See /tmp/log. for reason for failure.
Explanation and recommended action: The installation of one of
patch packages failed. Installpatch will backout the patch
to leave the system in its pre-patched state. See the log file
for the reason for failure. Correct the problem and
re-apply the patch.
Error message:
Pkgadd of package failed with error code .
Will not backout patch...patch re-installation.
Warning: The system may be in an unstable state!
See /tmp/log. for reason for failure.
Explanation and recommended action: The installation of one of
the patch packages failed. Installpatch will NOT backout the
patch. You may manually backout the patch using backoutpatch,
then re-apply the entire patch. Look in the log file for the
reason pkgadd failed. Correct the problem and re-apply the
patch.
Patch Installation Messages:
---------------------------
Note: the messages listed below are not necessarily considered errors
as indicated in the explanations given. These messages are, however,
recorded in the patch installation log for diagnostic reference.
Message:
Package not patched:
PKG=SUNxxxx
Original package not installed
Explanation: One of the components of the patch would have patched a
package that is not installed on your system. This is not
necessarily an error. A Patch may fix a related bug for several
packages. Example: suppose a patch fixes a bug in both the
online-backup and fddi packages. If you had online-backup installed
but didn't have fddi installed, you would get the message
Package not patched:
PKG=SUNWbf
Original package not installed
This message only indicates an error if you thought the package
was installed on your system. If this is the case, take the
necessary action to install the package, backout the patch (if
it installed other packages) and re-install the patch.
━━━━━━
PROBLEMS TO SOLVE:
1 – List every command or utility that the patch installation messages mention by name.
2 – Print the part of the patch installation messages starting at "Will not backout patch...patch" and ending at "for diagnostic reference.".
The material after this point is separate from the patch installation messages.

GIVEN MATERIAL:
━━━━━━
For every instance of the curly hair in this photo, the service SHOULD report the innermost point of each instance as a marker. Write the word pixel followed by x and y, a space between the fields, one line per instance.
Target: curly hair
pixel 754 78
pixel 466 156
━━━━━━
ANSWERS TO THE EXERCISE:
1 –
- Installpatch
- backoutpatch
- pkgadd

2 –
Will not backout patch...patch re-installation.
Warning: The system may be in an unstable state!
See /tmp/log. for reason for failure.
Explanation and recommended action: The installation of one of
the patch packages failed. Installpatch will NOT backout the
patch. You may manually backout the patch using backoutpatch,
then re-apply the entire patch. Look in the log file for the
reason pkgadd failed. Correct the problem and re-apply the
patch.
Patch Installation Messages:
---------------------------
Note: the messages listed below are not necessarily considered errors
as indicated in the explanations given. These messages are, however,
recorded in the patch installation log for diagnostic reference.